▶ **Supplied entries**:
- Opening Delimiter -

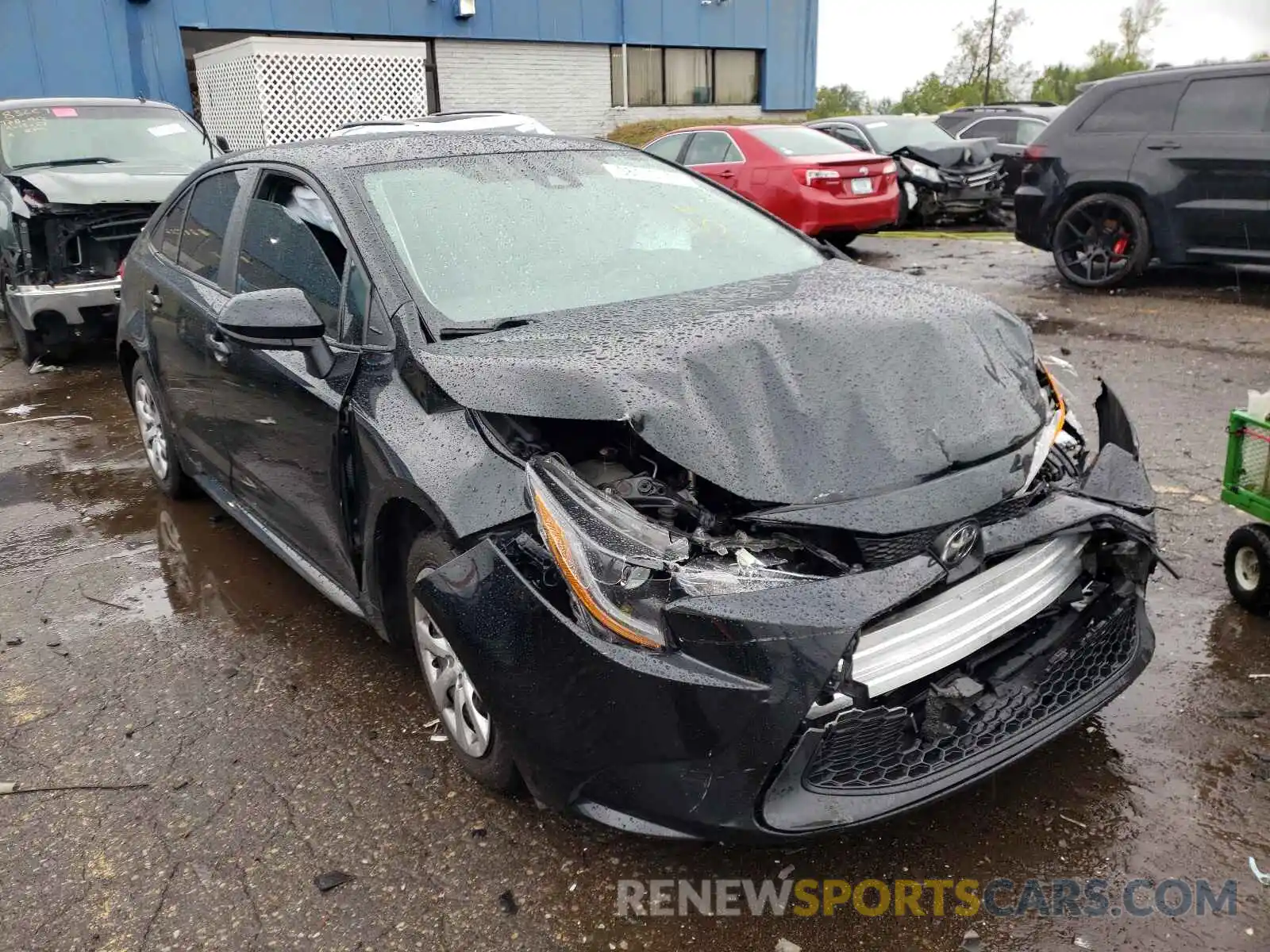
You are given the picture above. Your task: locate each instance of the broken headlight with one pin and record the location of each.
(921, 171)
(622, 568)
(615, 562)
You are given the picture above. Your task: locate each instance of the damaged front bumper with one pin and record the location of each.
(730, 735)
(33, 305)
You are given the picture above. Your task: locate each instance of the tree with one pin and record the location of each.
(838, 101)
(1106, 59)
(982, 50)
(1136, 23)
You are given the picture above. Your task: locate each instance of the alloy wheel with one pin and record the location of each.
(1096, 243)
(452, 692)
(152, 435)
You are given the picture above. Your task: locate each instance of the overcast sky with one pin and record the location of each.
(883, 59)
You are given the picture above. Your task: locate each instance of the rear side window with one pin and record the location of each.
(667, 148)
(710, 148)
(290, 241)
(1136, 109)
(169, 232)
(1227, 105)
(1001, 130)
(203, 235)
(799, 140)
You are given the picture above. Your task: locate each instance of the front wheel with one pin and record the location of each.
(1102, 241)
(156, 437)
(1248, 566)
(476, 740)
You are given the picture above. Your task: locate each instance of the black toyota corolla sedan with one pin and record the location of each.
(695, 527)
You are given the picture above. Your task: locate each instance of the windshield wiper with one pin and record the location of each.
(55, 163)
(460, 332)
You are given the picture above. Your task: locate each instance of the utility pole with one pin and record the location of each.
(992, 41)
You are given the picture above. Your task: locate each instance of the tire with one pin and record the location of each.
(158, 437)
(1248, 566)
(1102, 241)
(475, 740)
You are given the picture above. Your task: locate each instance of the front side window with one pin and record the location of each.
(667, 148)
(139, 136)
(1227, 105)
(569, 230)
(169, 232)
(203, 235)
(711, 149)
(290, 240)
(1136, 109)
(799, 141)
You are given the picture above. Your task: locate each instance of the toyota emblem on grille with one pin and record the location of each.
(958, 543)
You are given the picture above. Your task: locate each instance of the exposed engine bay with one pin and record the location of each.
(700, 539)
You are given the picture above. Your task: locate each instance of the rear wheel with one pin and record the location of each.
(476, 740)
(1102, 241)
(1248, 566)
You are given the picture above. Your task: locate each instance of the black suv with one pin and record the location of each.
(1015, 126)
(1172, 165)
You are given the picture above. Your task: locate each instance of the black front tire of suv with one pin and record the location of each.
(1081, 241)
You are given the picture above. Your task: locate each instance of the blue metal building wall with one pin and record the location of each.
(114, 48)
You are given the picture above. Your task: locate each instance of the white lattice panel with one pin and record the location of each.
(271, 89)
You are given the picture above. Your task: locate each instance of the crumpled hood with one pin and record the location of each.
(835, 384)
(962, 155)
(103, 184)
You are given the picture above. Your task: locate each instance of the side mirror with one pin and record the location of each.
(279, 319)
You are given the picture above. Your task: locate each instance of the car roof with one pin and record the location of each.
(330, 156)
(1172, 74)
(48, 102)
(873, 118)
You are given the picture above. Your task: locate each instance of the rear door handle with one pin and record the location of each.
(219, 347)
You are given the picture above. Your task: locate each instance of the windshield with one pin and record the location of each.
(798, 141)
(892, 135)
(497, 236)
(149, 136)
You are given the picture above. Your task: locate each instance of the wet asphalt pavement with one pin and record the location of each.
(152, 643)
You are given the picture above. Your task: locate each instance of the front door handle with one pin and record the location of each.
(220, 348)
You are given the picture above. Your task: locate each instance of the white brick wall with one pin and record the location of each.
(564, 86)
(568, 86)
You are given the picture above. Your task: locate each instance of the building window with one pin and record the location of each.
(686, 76)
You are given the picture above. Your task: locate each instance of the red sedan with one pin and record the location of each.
(806, 178)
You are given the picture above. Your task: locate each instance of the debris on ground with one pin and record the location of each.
(1264, 879)
(327, 881)
(48, 419)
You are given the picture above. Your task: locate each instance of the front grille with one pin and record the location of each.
(880, 551)
(876, 748)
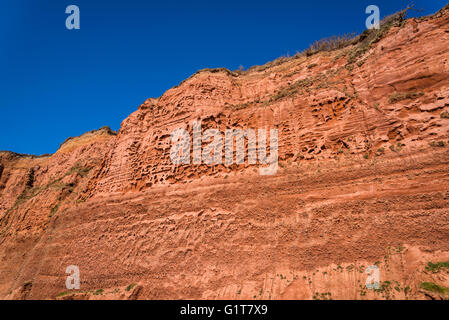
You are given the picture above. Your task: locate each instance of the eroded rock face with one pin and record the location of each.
(363, 180)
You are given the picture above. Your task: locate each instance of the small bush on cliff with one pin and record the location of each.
(436, 267)
(430, 286)
(132, 285)
(437, 144)
(399, 96)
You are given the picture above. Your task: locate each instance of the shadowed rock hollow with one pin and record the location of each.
(363, 180)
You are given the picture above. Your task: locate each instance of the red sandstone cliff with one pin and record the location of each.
(363, 180)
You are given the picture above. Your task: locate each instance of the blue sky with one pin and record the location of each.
(56, 83)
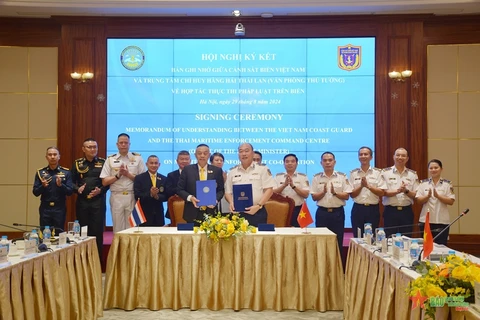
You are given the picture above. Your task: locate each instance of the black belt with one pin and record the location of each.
(53, 203)
(399, 208)
(366, 204)
(330, 209)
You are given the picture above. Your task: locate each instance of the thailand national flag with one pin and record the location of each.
(137, 217)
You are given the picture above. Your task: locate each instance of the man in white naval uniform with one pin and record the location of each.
(118, 172)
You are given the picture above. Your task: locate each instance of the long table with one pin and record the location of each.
(163, 268)
(375, 288)
(63, 284)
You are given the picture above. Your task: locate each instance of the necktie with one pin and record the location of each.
(154, 180)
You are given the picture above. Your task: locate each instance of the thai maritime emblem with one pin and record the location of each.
(349, 57)
(132, 58)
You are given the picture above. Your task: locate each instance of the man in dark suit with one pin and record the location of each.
(187, 184)
(183, 159)
(149, 187)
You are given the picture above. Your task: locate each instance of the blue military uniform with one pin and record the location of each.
(90, 211)
(52, 201)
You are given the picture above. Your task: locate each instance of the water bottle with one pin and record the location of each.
(76, 230)
(34, 236)
(4, 243)
(414, 250)
(367, 227)
(399, 240)
(47, 235)
(380, 237)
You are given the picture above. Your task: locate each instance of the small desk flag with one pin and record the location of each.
(137, 217)
(304, 217)
(427, 237)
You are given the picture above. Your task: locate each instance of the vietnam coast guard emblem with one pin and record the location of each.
(132, 58)
(349, 57)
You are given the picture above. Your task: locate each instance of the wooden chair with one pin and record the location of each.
(175, 207)
(279, 210)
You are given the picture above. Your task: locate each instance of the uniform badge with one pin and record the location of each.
(349, 57)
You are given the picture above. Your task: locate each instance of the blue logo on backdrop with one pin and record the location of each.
(132, 58)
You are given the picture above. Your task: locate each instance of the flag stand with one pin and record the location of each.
(305, 231)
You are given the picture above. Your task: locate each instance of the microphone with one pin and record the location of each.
(417, 262)
(5, 225)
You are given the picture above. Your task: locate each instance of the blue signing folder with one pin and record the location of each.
(242, 196)
(206, 192)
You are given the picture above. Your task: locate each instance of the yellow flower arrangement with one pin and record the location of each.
(451, 282)
(223, 227)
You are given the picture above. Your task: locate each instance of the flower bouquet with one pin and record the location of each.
(223, 227)
(451, 282)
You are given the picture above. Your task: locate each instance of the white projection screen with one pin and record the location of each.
(303, 96)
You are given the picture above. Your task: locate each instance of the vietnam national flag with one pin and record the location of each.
(137, 217)
(427, 237)
(304, 217)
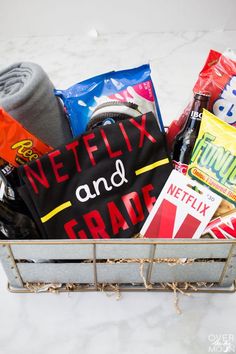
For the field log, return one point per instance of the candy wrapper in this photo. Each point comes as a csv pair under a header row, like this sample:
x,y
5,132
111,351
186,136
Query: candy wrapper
x,y
218,77
213,161
223,227
182,210
131,93
17,145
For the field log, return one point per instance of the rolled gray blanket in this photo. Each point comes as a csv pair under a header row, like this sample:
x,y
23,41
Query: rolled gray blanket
x,y
27,94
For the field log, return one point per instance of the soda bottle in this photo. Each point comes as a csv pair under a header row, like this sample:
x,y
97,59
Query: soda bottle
x,y
185,139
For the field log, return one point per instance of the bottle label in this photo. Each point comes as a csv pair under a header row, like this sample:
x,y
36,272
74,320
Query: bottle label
x,y
180,167
196,115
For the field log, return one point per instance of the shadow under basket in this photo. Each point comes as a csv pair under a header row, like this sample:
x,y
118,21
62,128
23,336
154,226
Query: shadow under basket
x,y
129,264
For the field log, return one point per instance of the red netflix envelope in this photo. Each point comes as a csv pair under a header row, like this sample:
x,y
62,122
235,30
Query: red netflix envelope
x,y
182,210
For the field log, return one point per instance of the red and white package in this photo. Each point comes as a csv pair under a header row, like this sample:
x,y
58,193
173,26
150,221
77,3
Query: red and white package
x,y
218,77
223,226
182,210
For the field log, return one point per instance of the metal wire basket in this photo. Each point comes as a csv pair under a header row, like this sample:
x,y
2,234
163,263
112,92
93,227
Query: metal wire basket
x,y
89,265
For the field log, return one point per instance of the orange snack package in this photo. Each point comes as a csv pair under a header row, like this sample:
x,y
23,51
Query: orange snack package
x,y
17,145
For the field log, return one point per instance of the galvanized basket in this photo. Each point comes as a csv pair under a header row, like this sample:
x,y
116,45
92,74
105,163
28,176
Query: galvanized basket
x,y
84,264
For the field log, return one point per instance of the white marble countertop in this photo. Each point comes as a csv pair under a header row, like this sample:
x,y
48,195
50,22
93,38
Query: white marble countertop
x,y
140,322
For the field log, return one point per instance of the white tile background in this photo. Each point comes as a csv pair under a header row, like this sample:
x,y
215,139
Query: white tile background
x,y
92,322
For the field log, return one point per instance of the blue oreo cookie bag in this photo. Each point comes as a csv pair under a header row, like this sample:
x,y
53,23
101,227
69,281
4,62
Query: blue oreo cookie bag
x,y
109,97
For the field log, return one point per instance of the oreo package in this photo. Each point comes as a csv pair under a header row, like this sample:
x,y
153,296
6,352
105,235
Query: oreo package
x,y
110,97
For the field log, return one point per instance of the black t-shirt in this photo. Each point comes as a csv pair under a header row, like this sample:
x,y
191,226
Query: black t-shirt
x,y
102,184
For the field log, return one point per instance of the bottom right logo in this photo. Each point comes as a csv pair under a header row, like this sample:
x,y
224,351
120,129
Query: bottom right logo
x,y
221,343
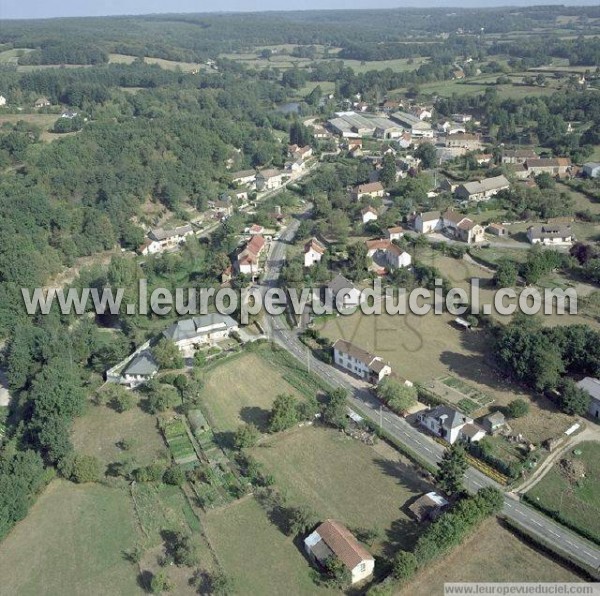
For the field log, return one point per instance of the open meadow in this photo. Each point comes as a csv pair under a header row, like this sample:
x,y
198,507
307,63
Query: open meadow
x,y
312,466
491,554
72,540
573,490
243,388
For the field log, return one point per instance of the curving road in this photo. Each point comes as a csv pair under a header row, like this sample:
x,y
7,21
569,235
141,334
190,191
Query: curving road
x,y
361,399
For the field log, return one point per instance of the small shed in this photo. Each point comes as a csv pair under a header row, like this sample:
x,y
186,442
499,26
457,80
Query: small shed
x,y
493,423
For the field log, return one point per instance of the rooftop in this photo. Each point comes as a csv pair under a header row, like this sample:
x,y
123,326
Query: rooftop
x,y
343,544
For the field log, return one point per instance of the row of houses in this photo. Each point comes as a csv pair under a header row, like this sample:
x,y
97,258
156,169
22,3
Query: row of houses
x,y
460,227
159,239
185,334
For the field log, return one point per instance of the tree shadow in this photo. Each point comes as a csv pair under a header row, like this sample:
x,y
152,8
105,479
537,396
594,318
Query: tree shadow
x,y
225,439
402,534
144,580
257,416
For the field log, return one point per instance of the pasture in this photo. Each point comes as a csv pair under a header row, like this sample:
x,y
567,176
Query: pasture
x,y
576,498
341,478
242,530
72,540
491,554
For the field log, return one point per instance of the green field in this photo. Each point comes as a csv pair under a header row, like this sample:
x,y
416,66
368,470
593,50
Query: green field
x,y
312,467
255,554
72,541
243,388
577,502
491,554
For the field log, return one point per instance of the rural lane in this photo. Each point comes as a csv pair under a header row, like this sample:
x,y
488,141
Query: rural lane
x,y
362,399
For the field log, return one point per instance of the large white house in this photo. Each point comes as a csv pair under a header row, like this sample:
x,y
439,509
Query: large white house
x,y
269,179
550,234
481,190
451,425
200,330
360,362
393,255
333,539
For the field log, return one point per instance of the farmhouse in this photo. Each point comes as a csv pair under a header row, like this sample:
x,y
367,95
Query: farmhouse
x,y
244,177
591,169
482,190
413,124
313,252
518,156
141,369
333,539
451,128
369,214
461,227
550,234
269,180
394,233
429,221
592,387
428,506
360,362
371,189
393,255
300,152
247,259
496,230
558,166
200,330
159,239
468,141
451,425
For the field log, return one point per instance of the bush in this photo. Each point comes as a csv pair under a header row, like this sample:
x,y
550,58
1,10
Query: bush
x,y
85,468
174,475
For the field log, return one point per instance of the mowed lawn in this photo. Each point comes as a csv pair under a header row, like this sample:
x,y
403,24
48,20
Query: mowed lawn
x,y
242,389
342,478
99,430
578,502
491,554
255,554
71,542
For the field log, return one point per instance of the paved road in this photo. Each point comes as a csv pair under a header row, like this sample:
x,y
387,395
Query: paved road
x,y
424,446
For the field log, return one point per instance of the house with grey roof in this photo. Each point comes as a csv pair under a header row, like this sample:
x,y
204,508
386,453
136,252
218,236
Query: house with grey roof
x,y
359,362
481,190
550,234
203,329
591,169
140,369
161,239
592,387
451,425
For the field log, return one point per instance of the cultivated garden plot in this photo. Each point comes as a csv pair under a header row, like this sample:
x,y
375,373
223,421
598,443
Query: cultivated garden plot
x,y
456,392
176,435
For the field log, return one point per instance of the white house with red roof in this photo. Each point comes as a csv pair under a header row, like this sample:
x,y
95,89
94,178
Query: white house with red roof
x,y
313,252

- Closing Delimiter -

▶ **What the task asks**:
Your task is to reproduce exactly the lines that begin at the line containing "Query: house with grey roof" and end at the final line of the data above.

▶ **Solved exercise**:
Query: house with grey roof
x,y
359,362
481,190
550,234
203,329
591,169
140,369
161,239
592,387
451,425
For the field log, return one point per instance of the cultivated garden plot in this photo. Each point comes as a csv pair under a header row, like this sample:
x,y
375,373
223,421
598,443
Query: cultivated garden plot
x,y
456,392
176,435
For the field log, return one point per instance of the white house with red roof in this photo. Each point comes as a csv pair under a header row, like this sample:
x,y
95,89
94,178
Query: white house with red roof
x,y
313,252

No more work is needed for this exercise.